## Problem details
Copy the listing verbatim, excluding any images found in it.

Position annotation records

:::

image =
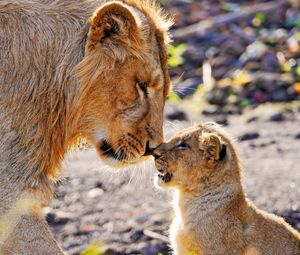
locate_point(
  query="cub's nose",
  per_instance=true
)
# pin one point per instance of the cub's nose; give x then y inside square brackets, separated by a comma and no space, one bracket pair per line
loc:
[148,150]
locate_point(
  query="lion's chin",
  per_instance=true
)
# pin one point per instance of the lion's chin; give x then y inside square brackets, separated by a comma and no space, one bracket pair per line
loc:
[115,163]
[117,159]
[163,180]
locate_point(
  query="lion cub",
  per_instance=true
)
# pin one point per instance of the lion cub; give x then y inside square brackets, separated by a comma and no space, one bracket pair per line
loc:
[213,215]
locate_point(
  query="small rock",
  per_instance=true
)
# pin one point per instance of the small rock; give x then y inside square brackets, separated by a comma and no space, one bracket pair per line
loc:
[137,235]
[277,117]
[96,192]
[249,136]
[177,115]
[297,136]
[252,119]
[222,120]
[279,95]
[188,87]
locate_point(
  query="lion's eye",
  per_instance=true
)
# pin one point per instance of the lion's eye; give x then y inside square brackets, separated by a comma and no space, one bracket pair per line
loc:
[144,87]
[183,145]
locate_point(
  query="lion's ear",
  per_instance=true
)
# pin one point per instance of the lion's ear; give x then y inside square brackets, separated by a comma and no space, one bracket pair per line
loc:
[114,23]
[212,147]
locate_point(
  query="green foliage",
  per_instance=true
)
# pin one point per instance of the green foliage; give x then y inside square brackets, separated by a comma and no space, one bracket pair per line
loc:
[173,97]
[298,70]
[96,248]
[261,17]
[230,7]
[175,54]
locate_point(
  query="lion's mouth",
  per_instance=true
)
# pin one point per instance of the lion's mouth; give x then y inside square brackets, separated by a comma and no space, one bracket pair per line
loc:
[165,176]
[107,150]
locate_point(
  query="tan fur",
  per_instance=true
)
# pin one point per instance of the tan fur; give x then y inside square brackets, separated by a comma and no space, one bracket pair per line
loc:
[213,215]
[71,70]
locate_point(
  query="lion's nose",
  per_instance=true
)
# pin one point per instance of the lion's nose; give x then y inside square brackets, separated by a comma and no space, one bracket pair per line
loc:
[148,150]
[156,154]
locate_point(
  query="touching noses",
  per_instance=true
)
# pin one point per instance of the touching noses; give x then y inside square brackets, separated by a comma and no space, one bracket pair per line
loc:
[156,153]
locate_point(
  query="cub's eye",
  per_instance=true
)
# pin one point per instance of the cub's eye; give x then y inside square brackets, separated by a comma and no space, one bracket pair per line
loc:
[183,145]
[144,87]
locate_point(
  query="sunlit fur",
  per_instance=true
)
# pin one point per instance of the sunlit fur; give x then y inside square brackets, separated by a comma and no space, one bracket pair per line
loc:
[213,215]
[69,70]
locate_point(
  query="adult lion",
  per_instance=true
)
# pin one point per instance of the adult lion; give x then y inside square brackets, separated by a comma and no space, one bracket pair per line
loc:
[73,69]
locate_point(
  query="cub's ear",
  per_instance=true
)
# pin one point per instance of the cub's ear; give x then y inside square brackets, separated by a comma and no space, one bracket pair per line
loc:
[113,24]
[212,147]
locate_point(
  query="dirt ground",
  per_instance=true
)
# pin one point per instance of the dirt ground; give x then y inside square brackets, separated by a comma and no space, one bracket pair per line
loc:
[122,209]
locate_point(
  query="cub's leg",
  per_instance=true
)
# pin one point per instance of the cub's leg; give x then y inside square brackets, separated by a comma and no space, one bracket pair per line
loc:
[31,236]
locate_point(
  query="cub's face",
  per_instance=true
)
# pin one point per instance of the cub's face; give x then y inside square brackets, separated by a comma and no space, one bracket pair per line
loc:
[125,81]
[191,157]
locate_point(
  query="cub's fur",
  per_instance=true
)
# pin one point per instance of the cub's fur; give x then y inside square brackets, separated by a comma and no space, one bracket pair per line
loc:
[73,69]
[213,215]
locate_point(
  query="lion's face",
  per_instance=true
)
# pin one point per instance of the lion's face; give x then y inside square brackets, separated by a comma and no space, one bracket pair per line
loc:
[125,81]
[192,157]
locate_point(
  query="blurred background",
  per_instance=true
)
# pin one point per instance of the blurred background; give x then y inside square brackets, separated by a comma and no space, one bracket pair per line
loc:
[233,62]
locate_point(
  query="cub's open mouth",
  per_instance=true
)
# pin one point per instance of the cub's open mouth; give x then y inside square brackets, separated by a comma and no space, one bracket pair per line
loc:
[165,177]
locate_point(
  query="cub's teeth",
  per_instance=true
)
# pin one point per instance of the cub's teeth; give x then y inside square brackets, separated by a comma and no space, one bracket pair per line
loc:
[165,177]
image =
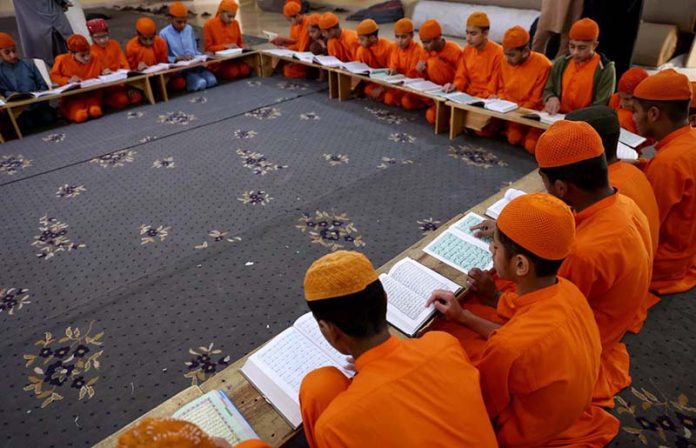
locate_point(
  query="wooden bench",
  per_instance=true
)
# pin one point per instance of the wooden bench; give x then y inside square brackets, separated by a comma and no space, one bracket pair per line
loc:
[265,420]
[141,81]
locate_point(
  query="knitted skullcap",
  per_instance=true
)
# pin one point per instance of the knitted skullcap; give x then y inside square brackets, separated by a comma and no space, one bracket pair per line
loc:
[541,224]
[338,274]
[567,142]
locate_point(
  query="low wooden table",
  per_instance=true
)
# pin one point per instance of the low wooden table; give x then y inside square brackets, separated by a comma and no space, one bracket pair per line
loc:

:::

## Task answer
image =
locate_point(
  query="cub's nose",
  per_instance=true
)
# pin one point per instance of the cub's nose; give x then y inside square brackets, separated by a comma and no space, one bracket pair per line
loc:
[148,150]
locate_point(
  query="lion's chin",
  per_instance=true
)
# pin one point per instance of the lion's chin; give x then y inside square brackets, separated by a comma and no space, one bracket pair per line
loc:
[115,163]
[117,159]
[163,180]
locate_point(
  query="lion cub",
  per_instance=true
)
# pin one point per instance of the lion cub; give x then y inside square brackets, separated by a comma and no space, one bracket pair per line
loc:
[213,215]
locate_point(
  query="small rock",
  per_instance=true
)
# pin one point per instance of the small rock; give x then y inside square brackets, separated by a comma and no space, one bracket pair per line
loc:
[137,235]
[277,117]
[96,192]
[249,136]
[177,115]
[297,136]
[252,119]
[222,120]
[279,95]
[188,87]
locate_point(
  query="lion's eye",
  per_instance=true
)
# pin one point per instance of the lion's eye; give x then y inside square brackets, separated by a comma and no space, one bracket pair per line
loc:
[144,87]
[183,145]
locate_point(
  query="lion's ear",
  per_instance=true
)
# pin one point per instance of the lion's ear; give x then y inside square brackets, separated by a comma and no space, one bracket pair per line
loc:
[114,23]
[212,147]
locate_point(
  query="green foliage",
  per_instance=true
)
# pin one point per instance of the green foliage; give x then y inside square brackets, separated by a comma and no space, one bracket pair per line
loc:
[173,97]
[298,70]
[96,248]
[261,17]
[230,7]
[175,54]
locate_point(
  query="lion's mouth",
  per_instance=true
)
# pin one point per instance of the lion's mouth; give x then y inside square brackets, separated by a comma and no space, one bracket pair per line
loc:
[165,176]
[107,150]
locate_point(
  query="tan fur",
  per_instance=true
)
# pin one point per instance of the tan fur; give x then y inside square brackets, separated by a comma and no space, one bracket pair per line
loc:
[213,215]
[71,70]
locate_point(
  query="lion's nose",
  per_instance=true
)
# pin one point per instance of the lion's nose; give x then y inside square brackets, separated by a comma and no space, one bracket pair per line
loc:
[148,150]
[156,154]
locate_point(
  query="touching noses",
  per_instance=true
)
# pin one point per instance of the touching noses; give x then y inside square brackets, separated by a comma and no space, one bracket pair per line
loc:
[156,153]
locate_point(
  query="cub's eye",
  per_instance=true
)
# pin one point per instance of the cub's eye; give x then y inside square brackets, separated by a comma and no space, one bracket pair per line
loc:
[183,145]
[144,87]
locate_point(
  query="sunlit fur",
  per_instance=true
)
# pin one point per instance of the sunlit fur; give x then y inside square brackets, separated by a comma and no space, one bracket pair per line
loc:
[213,215]
[69,70]
locate_point(
  query="adult lion",
  per_instance=true
)
# pin one point per instance of the adult lion; give x then y inside square brackets, separated by a comma and no space, one bracket pair per line
loc:
[73,69]
locate_point(
  query="cub's ear",
  per_instance=true
)
# pin one point per instance of the cub's ear; give x then y inside square brackets, separated by a comma and no space, one bracket pair per line
loc:
[113,24]
[212,147]
locate_point(
  query="dirt ground",
  per_instance=true
)
# pin one point per instance of the dirt ground; give x then y inside square brackets, separated by a comma and no space, one bracket pair per line
loc:
[122,209]
locate_point(
  query="cub's leg",
  per_instance=true
)
# pin one point per instance of the cub's leg; give x then y inside square brackets, separated by a comma and no space, one bracket pair per line
loc:
[31,236]
locate_point(
  query="cub's face",
  per_instance=true
)
# pin one point per instance of the cub's face; give x then y inside square brackets, separated by a comma and no space, one bracket pair per line
loc:
[125,81]
[191,157]
locate_point(
  query="cub's fur",
  per_instance=true
)
# pin one point per instance of the cub's fur; give x then y inside square brackets, separated by a comma and no space, one bracket pair per line
loc:
[73,69]
[213,215]
locate_point(
  query="lion's face",
  per_instance=true
)
# pin one point per instance of the lion's face; give x then y inside square brackets, separated by a comma and no space, one bracket pair per line
loc:
[125,81]
[192,157]
locate_point(
  query="blurred background",
  per_instance=true
)
# pin one point per instance of the blurred background; give x then y inside square brackets, separated by a comma and no space, one bracket pair per line
loc:
[233,62]
locate_point(
  query="cub's open mouth",
  per_instance=true
)
# pin one point per instance of the cub's open mouth; give x then y inside square brackets, separated by a comma and no space, one bracket pair per line
loc:
[165,177]
locate_point(
  query="cub's teeth",
  per_instance=true
)
# pin one point per instance of the cub's teeth; give x then y inside square brackets, separated by a comma and no space, one bracket pair per line
loc:
[165,177]
image =
locate_point(
  query="wooden bench",
  per_instance=true
)
# pin one point per instance of the wooden bench; give x then y inside square brackets, separated by a comma and no space, one bracket pair per line
loc:
[265,420]
[141,81]
locate_point(
  query="knitted skullcap",
  per_instance=true
)
# pin one point per instance of the knitted skullcap; give x then y inside square brackets, separated by a comma and no space, one bracket pair per line
loc:
[541,224]
[338,274]
[567,142]
locate_point(
  query="low wooden table",
  per_instance=true
)
# pin one point per instance of the low wooden table; give x then y inside square brackets, separated by a comma and no space, one bracket pair per line
loc:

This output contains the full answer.